#### [Page extract]
══════════
Find out how scientists go about their research.
How do we know how old the Sun is? Our existence depends on the Sun. When clouds get in the way, or we rotate away from it on the Earth and have our nighttime, it’s there, radiating light in all directions and sustaining life on Earth. However, you don’t get something for nothing. The Sun is shining bright, but how long will it last? How long has it been there for? In astronomy, most research is done with telescopes, but this isn’t always the case. Over 40 tonnes of material falls on the Earth every day, and sometimes the pieces are large enough to survive their fiery journey through the atmosphere and reach the ground.
These space rocks, called meteorites, the information we need to find out the age of our solar system. If we wanted to find out the age of an ancient Egyptian mummy, we could use a technique called carbon dating. However, meteoroids don’t contain life, as far as we know. But we could use another method to determine their age– rubidium dating. We can study the decay of the element rubidium and find out their age. But how does this help us find the age of the Sun? Well, the Earth, the planets, comets, and moons all formed at the same time as the Sun. So space rock rubidium tells us the Sun is 4 and 1/2 billion years old. But what does this number mean?
Is our Sun young, is it middle-aged, or is it collecting its pension? To answer this, we need to delve deeper into the Sun itself. At the heart of our star, the temperature hits an unimaginably hot 50 million degrees Celsius. Here, bits of hydrogen are fused together, producing helium and energy. In these reactions, a small amount of the mass is converted into energy. The conversion is outlined in Einstein’s famous equation e equals mc squared. Here, e is the energy released, m is the missing mass that is changed into energy, and c is the speed of light. The Sun does not have a limitless supply of fuel. It will eventually run out of hydrogen, but when?
Well, to work this out, first of all, we need to weigh the Sun. Set aside those cosmic weighing scales. We need to bring in two astronomical heavyweights– Johannes Kepler, and Isaac Newton. Kepler studied the motions of the planets, and didn’t quite understand why they stayed in orbit around the Sun, until Newton came along 80 years later and formulated gravity. Using Kepler’s laws, and Newton’s laws of gravitation, the mass of the Sun can be calculated as being equivalent to 4,000 trillion trillion hippos. So, fast forward 200 years, and we have equals mc squared and the mass of the Sun. Now we have the tools to work out how much energy is thrown out from the Sun.
══════════
#### [Written exercise 1]
Can you rescale the stretch of the listing from the line containing "of the pink" through the end of the listing, giving all those lines again with the requests included and every coordinate in the answers multiplied by 0.55 and rounded to a whole number, halves rounding up?
The passage about the Sun's age has no connection to the listing that comes next.

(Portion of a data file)
══════════
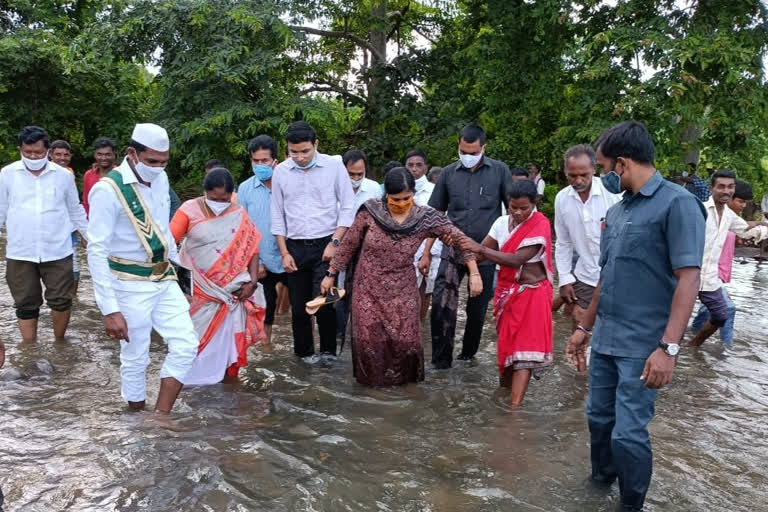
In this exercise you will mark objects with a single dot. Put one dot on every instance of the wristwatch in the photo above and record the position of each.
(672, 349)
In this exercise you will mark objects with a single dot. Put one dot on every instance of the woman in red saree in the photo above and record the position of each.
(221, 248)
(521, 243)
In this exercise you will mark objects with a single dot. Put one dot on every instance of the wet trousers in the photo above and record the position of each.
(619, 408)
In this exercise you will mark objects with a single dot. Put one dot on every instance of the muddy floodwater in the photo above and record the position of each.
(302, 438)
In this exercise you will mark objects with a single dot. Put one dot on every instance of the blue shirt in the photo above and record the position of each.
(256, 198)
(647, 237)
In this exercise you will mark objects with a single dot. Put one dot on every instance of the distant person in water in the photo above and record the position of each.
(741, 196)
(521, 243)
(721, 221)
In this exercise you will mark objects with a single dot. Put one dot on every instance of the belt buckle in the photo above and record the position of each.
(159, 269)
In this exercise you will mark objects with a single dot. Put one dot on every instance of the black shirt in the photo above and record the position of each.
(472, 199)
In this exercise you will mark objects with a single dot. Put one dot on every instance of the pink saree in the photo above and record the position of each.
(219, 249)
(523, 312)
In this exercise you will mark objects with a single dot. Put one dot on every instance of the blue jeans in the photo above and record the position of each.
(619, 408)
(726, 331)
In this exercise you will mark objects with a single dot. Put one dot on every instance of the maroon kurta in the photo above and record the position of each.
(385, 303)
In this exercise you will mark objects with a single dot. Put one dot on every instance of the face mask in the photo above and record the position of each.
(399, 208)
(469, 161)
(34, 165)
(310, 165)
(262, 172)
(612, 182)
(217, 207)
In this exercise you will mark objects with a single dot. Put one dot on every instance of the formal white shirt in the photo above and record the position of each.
══════════
#### [Written exercise 2]
In the passage about the Sun's age:
(a) How much material falls on the Earth every day?
(b) What temperature is reached at the heart of the Sun?
(c) How many years after Kepler did Newton come along?

#### [Correct output 1]
In this exercise you will mark objects with a single dot. Put one dot on every instance of the pink saree in the photo above and record the position of each.
(120, 137)
(288, 172)
In this exercise you will mark objects with a single dot. Put one dot on every instance of the blue jeans in the photo above and record the position of each.
(340, 224)
(399, 182)
In this exercise you will mark objects with a single dot. Put one dot on every instance of the maroon kurta in the photo above and record the position of each.
(212, 167)
In this exercise you will mark objects with a single dot. Put one dot on every instance of the face mask in the photo above and record the position of each.
(219, 114)
(258, 89)
(19, 91)
(171, 91)
(144, 95)
(337, 100)
(119, 114)
In this exercise you will mark objects with a single dot. Put one dot on every instance of the formal white shirt in the photo above and record the position of each.

#### [Correct output 2]
(a) Over 40 tonnes.
(b) 50 million degrees Celsius.
(c) 80 years.